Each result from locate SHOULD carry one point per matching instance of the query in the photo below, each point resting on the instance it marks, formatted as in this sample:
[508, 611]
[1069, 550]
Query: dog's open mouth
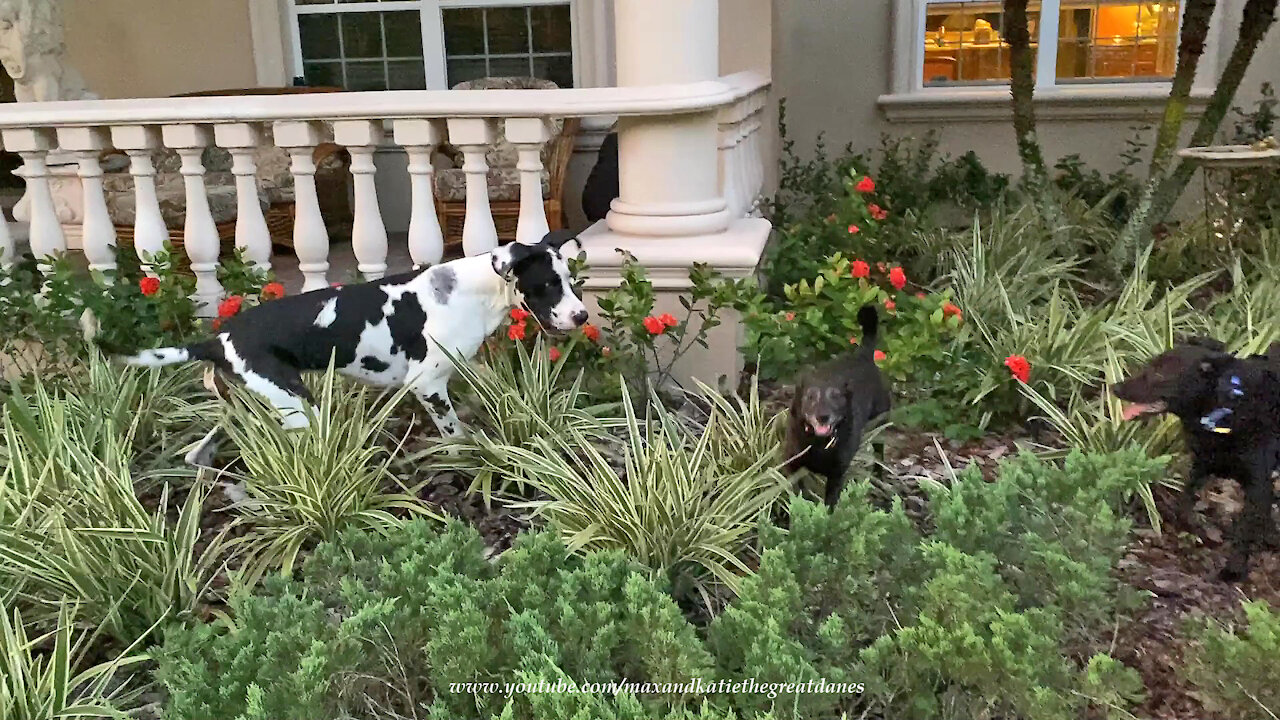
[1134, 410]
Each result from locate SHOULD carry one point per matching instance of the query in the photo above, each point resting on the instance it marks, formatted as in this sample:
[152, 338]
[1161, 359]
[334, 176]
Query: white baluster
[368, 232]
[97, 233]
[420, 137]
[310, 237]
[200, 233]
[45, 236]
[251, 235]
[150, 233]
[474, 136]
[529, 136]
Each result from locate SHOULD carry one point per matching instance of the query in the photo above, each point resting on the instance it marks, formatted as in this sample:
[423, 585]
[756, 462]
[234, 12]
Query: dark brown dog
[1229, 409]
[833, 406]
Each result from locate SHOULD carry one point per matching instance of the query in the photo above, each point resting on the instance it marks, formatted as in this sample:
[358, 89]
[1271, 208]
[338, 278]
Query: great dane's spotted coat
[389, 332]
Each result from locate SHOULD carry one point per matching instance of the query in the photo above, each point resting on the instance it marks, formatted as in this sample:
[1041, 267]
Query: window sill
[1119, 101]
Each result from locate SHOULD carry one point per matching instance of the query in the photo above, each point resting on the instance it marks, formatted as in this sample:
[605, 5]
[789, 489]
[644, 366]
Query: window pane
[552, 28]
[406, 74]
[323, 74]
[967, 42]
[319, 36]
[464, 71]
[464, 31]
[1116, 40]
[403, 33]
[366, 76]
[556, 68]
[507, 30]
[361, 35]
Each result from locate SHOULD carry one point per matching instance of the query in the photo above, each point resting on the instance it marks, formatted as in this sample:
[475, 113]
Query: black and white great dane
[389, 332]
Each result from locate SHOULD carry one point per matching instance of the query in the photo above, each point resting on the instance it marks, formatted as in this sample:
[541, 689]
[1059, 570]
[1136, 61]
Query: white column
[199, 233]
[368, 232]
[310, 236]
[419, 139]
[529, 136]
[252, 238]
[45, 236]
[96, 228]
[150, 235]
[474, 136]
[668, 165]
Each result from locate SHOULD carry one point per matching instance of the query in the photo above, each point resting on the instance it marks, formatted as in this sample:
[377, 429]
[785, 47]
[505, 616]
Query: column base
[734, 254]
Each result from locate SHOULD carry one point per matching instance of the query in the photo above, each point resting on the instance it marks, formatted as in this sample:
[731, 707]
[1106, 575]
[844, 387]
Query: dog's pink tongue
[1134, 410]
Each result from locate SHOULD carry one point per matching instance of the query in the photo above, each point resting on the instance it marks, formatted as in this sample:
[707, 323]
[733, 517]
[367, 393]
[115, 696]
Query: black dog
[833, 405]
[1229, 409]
....
• **Given problem**
From the listing above, pull out every line that contains the word "white", matching case exactly.

• **Result of this exercise**
Query: white baluster
Query: black and white great dane
Query: white column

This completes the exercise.